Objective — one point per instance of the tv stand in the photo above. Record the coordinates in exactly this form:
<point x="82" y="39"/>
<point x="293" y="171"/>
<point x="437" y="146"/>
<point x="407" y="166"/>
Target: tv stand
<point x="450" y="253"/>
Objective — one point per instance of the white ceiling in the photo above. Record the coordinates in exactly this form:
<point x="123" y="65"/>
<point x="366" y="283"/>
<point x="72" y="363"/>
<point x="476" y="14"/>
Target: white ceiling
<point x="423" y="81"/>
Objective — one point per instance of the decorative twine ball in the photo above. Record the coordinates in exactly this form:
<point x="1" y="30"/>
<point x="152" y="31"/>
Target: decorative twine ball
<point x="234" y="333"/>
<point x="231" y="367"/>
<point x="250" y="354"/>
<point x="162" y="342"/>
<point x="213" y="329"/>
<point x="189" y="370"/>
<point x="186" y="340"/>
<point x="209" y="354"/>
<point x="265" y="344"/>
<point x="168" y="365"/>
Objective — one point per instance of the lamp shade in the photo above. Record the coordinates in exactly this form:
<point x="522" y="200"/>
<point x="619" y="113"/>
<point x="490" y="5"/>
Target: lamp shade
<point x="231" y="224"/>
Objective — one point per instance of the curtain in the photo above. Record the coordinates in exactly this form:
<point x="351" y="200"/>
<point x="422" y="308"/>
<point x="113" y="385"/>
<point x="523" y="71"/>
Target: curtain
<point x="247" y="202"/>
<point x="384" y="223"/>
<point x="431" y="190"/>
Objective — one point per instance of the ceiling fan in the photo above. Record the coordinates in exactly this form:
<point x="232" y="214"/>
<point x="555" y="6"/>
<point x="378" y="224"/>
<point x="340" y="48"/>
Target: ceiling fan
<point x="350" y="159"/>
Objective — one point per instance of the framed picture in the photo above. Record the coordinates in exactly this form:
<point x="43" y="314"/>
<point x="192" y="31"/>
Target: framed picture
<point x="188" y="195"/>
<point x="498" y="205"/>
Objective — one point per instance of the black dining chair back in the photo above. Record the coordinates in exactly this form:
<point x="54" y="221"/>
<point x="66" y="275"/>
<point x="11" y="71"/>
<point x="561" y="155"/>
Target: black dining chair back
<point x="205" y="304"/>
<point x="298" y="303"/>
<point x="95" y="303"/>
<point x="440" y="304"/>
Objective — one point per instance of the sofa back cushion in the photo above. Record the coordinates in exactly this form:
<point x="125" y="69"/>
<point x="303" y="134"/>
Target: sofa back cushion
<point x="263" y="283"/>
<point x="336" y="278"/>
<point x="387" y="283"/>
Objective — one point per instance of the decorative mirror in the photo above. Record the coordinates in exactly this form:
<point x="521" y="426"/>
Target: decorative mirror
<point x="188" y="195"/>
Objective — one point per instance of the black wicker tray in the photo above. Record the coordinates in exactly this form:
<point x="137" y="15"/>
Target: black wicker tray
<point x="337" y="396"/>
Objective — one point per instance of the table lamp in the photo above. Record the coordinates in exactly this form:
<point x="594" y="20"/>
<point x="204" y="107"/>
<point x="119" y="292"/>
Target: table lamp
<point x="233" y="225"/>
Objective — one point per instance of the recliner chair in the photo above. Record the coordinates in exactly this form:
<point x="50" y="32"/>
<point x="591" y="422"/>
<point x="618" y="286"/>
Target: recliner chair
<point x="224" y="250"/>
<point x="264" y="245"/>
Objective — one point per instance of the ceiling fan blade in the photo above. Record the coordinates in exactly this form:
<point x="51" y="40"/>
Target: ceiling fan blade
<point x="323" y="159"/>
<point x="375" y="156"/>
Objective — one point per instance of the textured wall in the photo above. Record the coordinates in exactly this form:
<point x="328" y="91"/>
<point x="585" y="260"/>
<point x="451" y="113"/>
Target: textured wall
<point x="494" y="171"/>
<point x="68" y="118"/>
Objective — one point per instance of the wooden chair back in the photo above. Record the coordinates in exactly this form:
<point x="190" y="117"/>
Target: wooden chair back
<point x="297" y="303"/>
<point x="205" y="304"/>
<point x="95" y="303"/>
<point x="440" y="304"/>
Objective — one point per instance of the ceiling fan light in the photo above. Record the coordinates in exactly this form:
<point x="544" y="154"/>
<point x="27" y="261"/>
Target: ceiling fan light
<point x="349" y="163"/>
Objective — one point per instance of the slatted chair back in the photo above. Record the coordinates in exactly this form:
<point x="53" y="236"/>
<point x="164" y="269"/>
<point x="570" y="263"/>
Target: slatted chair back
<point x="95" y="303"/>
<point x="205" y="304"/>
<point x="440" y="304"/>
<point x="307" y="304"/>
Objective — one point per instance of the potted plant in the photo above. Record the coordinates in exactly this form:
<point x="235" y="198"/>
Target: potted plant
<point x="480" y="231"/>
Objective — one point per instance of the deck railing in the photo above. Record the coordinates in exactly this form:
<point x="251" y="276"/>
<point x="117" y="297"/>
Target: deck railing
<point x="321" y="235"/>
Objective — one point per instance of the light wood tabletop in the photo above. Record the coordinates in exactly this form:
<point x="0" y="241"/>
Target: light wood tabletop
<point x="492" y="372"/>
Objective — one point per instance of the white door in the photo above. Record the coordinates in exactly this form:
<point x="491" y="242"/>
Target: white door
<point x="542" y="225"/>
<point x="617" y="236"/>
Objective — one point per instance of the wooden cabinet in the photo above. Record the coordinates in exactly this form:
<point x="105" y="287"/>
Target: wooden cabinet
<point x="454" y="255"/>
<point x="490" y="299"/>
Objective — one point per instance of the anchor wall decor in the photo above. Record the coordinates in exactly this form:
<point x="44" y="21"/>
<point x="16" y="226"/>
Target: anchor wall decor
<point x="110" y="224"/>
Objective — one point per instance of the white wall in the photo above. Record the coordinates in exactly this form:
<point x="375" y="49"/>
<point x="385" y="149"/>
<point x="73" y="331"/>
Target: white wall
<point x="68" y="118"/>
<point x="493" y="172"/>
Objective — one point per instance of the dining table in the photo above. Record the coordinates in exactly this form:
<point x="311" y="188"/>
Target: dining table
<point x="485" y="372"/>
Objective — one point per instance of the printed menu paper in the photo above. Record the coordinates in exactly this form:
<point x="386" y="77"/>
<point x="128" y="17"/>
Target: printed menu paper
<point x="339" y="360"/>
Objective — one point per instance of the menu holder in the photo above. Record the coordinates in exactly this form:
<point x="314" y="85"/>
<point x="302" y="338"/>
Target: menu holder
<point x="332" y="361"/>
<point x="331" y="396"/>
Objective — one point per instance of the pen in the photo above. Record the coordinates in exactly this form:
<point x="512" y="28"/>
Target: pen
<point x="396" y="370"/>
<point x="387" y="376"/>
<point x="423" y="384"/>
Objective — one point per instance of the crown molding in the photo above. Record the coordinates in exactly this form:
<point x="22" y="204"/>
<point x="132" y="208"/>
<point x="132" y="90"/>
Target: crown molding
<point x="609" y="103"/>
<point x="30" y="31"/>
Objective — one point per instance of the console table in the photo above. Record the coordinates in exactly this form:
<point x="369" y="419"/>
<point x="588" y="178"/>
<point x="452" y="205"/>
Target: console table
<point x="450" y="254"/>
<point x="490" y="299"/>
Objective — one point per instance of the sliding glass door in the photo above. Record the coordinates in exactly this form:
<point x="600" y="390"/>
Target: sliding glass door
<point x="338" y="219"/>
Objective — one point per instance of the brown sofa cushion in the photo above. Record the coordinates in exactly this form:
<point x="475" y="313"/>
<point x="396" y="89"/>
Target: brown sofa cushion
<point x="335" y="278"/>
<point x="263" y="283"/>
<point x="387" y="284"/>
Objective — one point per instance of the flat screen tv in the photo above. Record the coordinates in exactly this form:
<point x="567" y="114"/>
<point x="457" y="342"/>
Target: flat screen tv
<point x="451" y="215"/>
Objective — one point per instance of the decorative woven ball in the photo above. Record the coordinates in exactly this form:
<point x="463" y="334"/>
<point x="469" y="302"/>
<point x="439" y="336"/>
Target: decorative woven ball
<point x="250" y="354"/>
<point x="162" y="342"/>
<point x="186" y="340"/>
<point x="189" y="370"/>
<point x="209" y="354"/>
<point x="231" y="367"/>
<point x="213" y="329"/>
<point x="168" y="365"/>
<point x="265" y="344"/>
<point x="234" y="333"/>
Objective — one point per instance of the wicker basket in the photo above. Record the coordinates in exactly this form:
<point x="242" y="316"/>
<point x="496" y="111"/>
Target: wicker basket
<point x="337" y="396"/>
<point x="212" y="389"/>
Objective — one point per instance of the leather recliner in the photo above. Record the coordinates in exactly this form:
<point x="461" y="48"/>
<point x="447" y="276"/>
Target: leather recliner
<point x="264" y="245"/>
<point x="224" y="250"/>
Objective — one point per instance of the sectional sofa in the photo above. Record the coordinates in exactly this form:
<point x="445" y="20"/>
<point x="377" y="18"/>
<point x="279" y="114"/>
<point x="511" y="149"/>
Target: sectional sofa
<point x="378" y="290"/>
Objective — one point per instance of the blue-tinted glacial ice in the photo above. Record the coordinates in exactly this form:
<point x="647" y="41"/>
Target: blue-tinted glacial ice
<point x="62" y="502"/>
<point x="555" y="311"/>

━━━━

Only the lines from the beginning of the material through the line with "Objective — one point per instance of the ceiling fan in" should appear in the answer, each copied exactly.

Objective — one point per instance of the tv stand in the photo above. Record the coordinates in exactly this form:
<point x="82" y="39"/>
<point x="293" y="171"/>
<point x="437" y="146"/>
<point x="407" y="166"/>
Target: tv stand
<point x="450" y="253"/>
Objective — one point per instance of the white ceiling in the photo above. Record the coordinates in exactly this form:
<point x="123" y="65"/>
<point x="366" y="283"/>
<point x="72" y="363"/>
<point x="476" y="14"/>
Target: white ceiling
<point x="423" y="81"/>
Objective — one point per instance of the decorative twine ball in the photo above. Record the coordinates in exactly this form:
<point x="1" y="30"/>
<point x="152" y="31"/>
Target: decorative twine ball
<point x="234" y="333"/>
<point x="231" y="367"/>
<point x="250" y="354"/>
<point x="162" y="342"/>
<point x="213" y="329"/>
<point x="189" y="370"/>
<point x="186" y="340"/>
<point x="209" y="354"/>
<point x="265" y="344"/>
<point x="168" y="365"/>
Objective — one point per instance of the lamp shade in the photo above. Record the coordinates in exactly this form:
<point x="522" y="200"/>
<point x="619" y="113"/>
<point x="490" y="5"/>
Target: lamp shade
<point x="231" y="224"/>
Objective — one point per instance of the curtain in the photo above. Record the coordinates in exactly this form:
<point x="351" y="200"/>
<point x="422" y="308"/>
<point x="113" y="385"/>
<point x="523" y="71"/>
Target: curtain
<point x="247" y="202"/>
<point x="384" y="223"/>
<point x="431" y="190"/>
Objective — one point per instance of the ceiling fan in the photo above. Record the coordinates in exactly this form:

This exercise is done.